== SELECTED PASSAGE ==

Is The Performance Of ChatGPT (GPT-3.5 And GPT-4) Changing? Stanford University And UC Berkeley Research Teams Investigate
3 main points
✔️ suggest that the performance of large-scale language models (GPT-3.5 and GPT-4) may change significantly in the short term.
✔️ Ongoing research is needed to understand medium- and long-term changes in the performance of large-scale language models.
✔️ To promote research on performance changes of large-scale language models, evaluation data from this experiment and ChatGPT responses were made publicly available.
How is ChatGPT's behavior changing over time?
written by Lingjiao Chen, Matei Zaharia, James Zou
(Submitted on 18 Jul 2023)
Comments: Published on arxiv.
Subjects: Computation and Language (cs.CL); Artificial Intelligence (cs.AI); Machine Learning (cs.LG)
code:
The images used in this article are from the paper, the introductory slides, or were created based on them.
summary
Since the release of ChatGPT in 2022, GPT-3.5 and GPT-4 have been the most widely used large-scale language models; AI-SCHOLAR readers may already be using them in a variety of settings. However, OpenAI has not announced when and how these models will be updated. As a result, many people feel that integrating large language models into large-scale workflows and services is risky. Some of them clearly feel that their performance is declining.

===
== DATA EXCERPTS ==

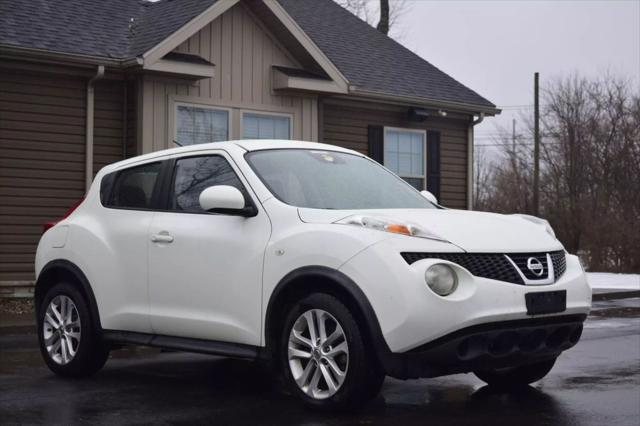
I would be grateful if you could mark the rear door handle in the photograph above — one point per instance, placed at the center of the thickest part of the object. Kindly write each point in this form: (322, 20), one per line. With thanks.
(162, 237)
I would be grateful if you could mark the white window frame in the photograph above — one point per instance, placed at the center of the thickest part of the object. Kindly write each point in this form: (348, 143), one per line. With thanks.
(201, 106)
(424, 150)
(268, 114)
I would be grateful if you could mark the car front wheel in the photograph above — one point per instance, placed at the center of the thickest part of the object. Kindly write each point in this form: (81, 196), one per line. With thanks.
(325, 360)
(516, 376)
(69, 343)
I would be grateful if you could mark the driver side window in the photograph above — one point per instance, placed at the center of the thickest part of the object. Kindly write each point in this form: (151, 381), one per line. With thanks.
(193, 175)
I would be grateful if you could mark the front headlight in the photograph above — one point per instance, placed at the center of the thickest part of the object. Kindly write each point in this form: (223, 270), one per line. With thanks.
(389, 225)
(441, 279)
(538, 221)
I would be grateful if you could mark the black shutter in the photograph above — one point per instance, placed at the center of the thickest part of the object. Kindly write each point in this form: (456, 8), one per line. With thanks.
(433, 163)
(376, 143)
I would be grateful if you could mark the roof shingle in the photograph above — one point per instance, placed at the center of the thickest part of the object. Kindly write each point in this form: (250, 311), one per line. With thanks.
(123, 29)
(372, 61)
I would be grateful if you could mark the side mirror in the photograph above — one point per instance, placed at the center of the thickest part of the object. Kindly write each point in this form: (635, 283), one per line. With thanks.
(429, 196)
(226, 200)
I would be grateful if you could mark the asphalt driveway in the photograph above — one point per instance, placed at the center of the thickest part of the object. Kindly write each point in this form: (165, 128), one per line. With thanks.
(595, 383)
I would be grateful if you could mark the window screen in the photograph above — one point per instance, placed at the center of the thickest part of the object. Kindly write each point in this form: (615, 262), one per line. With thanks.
(195, 174)
(404, 154)
(196, 125)
(263, 126)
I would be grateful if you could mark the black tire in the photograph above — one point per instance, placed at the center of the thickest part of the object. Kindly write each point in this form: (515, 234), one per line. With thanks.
(91, 353)
(363, 378)
(516, 376)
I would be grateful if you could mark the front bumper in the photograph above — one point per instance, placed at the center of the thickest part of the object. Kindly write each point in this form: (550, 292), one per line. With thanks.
(488, 346)
(426, 334)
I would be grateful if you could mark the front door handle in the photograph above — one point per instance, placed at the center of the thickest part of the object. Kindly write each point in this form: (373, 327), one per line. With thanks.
(162, 237)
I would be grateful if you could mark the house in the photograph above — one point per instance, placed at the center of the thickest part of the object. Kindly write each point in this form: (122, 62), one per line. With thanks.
(84, 83)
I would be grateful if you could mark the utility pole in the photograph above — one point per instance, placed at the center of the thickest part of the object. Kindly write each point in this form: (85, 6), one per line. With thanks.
(513, 136)
(536, 146)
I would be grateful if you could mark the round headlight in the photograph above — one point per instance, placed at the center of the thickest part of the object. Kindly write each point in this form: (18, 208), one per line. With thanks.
(441, 279)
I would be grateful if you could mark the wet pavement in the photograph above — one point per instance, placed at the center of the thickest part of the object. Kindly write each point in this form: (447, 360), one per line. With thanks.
(595, 383)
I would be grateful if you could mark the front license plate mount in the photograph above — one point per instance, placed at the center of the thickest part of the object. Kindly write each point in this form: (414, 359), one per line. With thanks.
(546, 302)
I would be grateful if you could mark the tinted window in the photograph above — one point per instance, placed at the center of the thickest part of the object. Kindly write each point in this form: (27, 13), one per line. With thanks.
(195, 174)
(133, 188)
(332, 180)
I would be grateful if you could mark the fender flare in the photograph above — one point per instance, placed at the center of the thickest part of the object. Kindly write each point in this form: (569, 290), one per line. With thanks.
(345, 284)
(64, 265)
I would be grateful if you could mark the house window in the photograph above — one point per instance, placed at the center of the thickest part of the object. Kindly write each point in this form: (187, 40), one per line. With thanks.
(404, 154)
(265, 126)
(198, 124)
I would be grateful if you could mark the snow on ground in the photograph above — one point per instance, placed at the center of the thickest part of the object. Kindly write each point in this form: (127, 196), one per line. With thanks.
(605, 282)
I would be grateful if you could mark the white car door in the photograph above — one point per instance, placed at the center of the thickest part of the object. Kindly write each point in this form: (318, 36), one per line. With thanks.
(205, 270)
(121, 285)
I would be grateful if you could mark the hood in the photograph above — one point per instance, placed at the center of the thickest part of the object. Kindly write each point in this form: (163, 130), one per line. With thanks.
(477, 232)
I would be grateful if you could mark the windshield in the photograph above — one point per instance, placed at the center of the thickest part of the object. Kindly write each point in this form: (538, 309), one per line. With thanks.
(332, 180)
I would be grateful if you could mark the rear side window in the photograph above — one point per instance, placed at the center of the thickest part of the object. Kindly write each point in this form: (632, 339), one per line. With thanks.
(195, 174)
(132, 188)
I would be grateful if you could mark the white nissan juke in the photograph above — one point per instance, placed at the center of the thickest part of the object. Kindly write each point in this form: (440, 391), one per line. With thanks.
(308, 255)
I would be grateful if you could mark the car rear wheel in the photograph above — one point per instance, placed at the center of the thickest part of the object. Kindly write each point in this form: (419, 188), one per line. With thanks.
(516, 376)
(325, 359)
(69, 342)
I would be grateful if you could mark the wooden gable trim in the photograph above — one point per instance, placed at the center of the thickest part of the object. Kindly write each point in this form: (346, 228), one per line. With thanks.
(190, 28)
(281, 81)
(292, 26)
(174, 67)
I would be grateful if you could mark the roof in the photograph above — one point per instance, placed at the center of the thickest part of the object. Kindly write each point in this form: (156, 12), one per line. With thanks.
(372, 61)
(118, 29)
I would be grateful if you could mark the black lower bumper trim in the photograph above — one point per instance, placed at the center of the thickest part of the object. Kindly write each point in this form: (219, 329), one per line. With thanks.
(487, 346)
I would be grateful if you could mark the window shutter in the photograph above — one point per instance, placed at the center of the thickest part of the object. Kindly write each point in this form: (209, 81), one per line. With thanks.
(433, 163)
(376, 143)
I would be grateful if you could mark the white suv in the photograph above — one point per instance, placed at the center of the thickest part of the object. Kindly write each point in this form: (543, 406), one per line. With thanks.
(310, 255)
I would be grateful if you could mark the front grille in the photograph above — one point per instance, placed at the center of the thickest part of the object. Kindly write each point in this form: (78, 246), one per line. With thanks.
(496, 266)
(559, 261)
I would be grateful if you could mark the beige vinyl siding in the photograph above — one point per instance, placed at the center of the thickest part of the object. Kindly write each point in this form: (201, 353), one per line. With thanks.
(346, 124)
(42, 155)
(243, 52)
(108, 136)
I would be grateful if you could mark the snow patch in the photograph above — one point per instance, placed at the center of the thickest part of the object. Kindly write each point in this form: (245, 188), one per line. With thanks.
(605, 282)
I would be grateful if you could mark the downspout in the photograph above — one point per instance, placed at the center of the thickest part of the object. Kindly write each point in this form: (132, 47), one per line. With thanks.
(88, 177)
(470, 161)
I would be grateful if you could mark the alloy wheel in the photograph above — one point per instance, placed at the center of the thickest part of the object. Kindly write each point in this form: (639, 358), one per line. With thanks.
(62, 329)
(318, 354)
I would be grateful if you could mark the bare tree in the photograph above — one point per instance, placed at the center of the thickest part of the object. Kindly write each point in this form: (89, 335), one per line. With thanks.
(382, 14)
(383, 23)
(590, 170)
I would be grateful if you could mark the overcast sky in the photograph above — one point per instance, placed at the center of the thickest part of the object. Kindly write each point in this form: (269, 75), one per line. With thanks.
(494, 47)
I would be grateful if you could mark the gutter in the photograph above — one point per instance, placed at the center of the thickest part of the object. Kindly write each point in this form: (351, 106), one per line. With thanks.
(410, 100)
(88, 177)
(48, 56)
(475, 122)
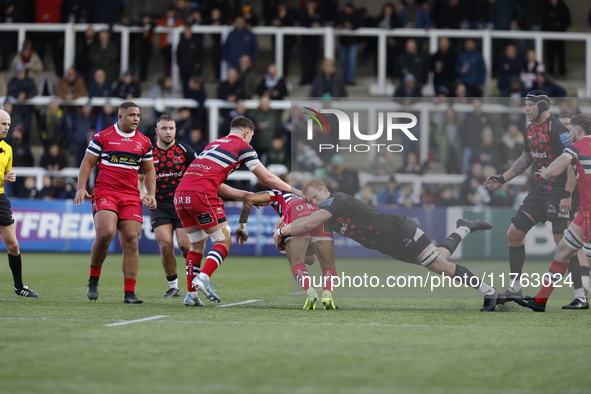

===

> [INSTRUCTIONS FOR THE TASK]
List every author credited with the paper discussed in the article above on ChatGPT's changing performance.

> [FINISHED TASK]
Lingjiao Chen, Matei Zaharia, James Zou